## Consigne écrite 1
Recopiez intégralement, sans aucune modification, l'extrait de l'arrêt du 22 février 2012 qui figure ci-dessous.

## Extrait source
*-*-*
Chronologie de l’affaire

Sur la décision

Sur les parties

Texte intégral

XXX

4° chambre sociale

ARRÊT DU 22 Février 2012

Numéro d’inscription au répertoire général : 10/08557

ARRÊT n°

Décision déférée à la Cour : Jugement du 14 OCTOBRE 2010 CONSEIL DE PRUD’HOMMES – FORMATION PARITAIRE DE BEZIERS

N° RG08/00851

APPELANTE :

SA DES AUTOCARS GRV

prise en la personne de son représentant légal

XXX

XXX

Comparant en la personne de son représentant légal et représenté par Me Cyril CAMBON (avocat au barreau de NARBONNE)

INTIME :

Monsieur F X

XXX

34360 Q-R

Comparant et représenté par la SCP JANOT (avocats au barreau de GRENOBLE)

COMPOSITION DE LA COUR :

L’affaire a été débattue le 02 JANVIER 2012, en audience publique, devant la Cour composée de :

Monsieur Yves ROLLAND, Président de chambre

Monsieur Robert BELLETTI, Conseiller

Madame I J, Conseillère

qui en ont délibéré.

Greffier, lors des débats : Mme Brigitte ROGER

ARRÊT :

— Contradictoire.
*-*-*
## Enregistrements extraits
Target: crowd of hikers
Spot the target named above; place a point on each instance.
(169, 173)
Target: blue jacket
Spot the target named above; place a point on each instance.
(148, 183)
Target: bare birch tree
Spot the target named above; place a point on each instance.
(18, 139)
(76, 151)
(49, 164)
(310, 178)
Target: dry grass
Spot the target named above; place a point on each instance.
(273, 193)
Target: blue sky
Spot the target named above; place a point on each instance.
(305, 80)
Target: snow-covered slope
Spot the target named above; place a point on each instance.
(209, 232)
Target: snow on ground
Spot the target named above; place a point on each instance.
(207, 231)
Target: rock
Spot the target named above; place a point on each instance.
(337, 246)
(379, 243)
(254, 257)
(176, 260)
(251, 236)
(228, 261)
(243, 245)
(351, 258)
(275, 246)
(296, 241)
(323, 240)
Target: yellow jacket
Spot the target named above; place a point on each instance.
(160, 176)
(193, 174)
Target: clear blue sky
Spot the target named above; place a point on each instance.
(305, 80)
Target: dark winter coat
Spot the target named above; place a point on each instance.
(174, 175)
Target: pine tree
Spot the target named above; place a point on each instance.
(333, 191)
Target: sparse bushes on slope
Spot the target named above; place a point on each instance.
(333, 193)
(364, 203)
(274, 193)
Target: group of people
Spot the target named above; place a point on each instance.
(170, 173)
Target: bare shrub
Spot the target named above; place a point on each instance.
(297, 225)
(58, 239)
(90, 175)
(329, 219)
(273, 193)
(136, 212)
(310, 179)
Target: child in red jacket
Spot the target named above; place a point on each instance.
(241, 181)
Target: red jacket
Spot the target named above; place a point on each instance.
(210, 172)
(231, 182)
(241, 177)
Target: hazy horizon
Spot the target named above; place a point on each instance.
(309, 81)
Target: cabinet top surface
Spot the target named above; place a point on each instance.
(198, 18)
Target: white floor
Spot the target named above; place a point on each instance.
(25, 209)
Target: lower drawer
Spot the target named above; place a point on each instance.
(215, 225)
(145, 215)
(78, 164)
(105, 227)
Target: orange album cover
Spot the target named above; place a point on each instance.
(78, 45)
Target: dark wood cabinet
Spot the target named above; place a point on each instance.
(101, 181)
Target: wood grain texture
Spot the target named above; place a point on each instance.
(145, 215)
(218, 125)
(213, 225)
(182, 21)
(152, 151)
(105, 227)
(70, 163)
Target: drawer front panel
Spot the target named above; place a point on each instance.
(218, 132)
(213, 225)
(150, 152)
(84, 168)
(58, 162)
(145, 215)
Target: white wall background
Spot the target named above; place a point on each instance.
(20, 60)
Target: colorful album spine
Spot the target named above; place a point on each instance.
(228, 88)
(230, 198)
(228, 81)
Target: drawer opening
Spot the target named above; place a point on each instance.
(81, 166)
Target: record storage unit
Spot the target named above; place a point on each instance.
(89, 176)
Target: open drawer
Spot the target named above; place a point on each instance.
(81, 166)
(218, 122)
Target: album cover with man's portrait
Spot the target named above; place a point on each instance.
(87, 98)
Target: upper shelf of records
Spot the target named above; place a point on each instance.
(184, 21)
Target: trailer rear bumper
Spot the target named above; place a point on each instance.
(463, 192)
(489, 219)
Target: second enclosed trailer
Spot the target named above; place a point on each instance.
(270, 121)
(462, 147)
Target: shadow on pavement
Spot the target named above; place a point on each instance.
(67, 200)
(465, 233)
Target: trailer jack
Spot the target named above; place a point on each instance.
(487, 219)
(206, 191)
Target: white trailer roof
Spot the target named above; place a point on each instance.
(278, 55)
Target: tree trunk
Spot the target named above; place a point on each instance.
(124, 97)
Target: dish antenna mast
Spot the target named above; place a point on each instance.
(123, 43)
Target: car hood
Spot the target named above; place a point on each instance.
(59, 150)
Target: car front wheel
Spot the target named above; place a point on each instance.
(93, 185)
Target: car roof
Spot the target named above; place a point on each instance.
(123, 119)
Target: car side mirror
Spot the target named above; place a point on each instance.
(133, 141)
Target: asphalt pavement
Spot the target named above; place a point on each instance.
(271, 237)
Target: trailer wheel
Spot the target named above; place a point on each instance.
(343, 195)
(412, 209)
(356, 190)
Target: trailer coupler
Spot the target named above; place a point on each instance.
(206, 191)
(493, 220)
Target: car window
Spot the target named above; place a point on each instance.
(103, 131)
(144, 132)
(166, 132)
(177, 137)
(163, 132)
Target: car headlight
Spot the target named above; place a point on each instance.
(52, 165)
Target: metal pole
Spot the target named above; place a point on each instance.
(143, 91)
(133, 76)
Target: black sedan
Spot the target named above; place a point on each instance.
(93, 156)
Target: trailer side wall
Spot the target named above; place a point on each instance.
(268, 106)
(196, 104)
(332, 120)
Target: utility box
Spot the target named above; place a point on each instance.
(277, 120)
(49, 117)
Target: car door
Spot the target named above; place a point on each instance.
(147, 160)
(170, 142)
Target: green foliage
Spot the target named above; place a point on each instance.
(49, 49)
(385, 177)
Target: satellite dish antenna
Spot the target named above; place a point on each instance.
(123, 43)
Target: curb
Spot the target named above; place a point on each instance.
*-*-*
## Consigne écrite 2
Combien de lignes des enregistrements contiennent la chaîne « wall » ? Tenez compte de la casse et répondez uniquement par le nombre.

## Résultat 1
Chronologie de l’affaire

Sur la décision

Sur les parties

Texte intégral

XXX

4° chambre sociale

ARRÊT DU 22 Février 2012

Numéro d’inscription au répertoire général : 10/08557

ARRÊT n°

Décision déférée à la Cour : Jugement du 14 OCTOBRE 2010 CONSEIL DE PRUD’HOMMES – FORMATION PARITAIRE DE BEZIERS

N° RG08/00851

APPELANTE :

SA DES AUTOCARS GRV

prise en la personne de son représentant légal

XXX

XXX

Comparant en la personne de son représentant légal et représenté par Me Cyril CAMBON (avocat au barreau de NARBONNE)

INTIME :

Monsieur F X

XXX

34360 Q-R

Comparant et représenté par la SCP JANOT (avocats au barreau de GRENOBLE)

COMPOSITION DE LA COUR :

L’affaire a été débattue le 02 JANVIER 2012, en audience publique, devant la Cour composée de :

Monsieur Yves ROLLAND, Président de chambre

Monsieur Robert BELLETTI, Conseiller

Madame I J, Conseillère

qui en ont délibéré.

Greffier, lors des débats : Mme Brigitte ROGER

ARRÊT :

— Contradictoire.

## Résultat 2
2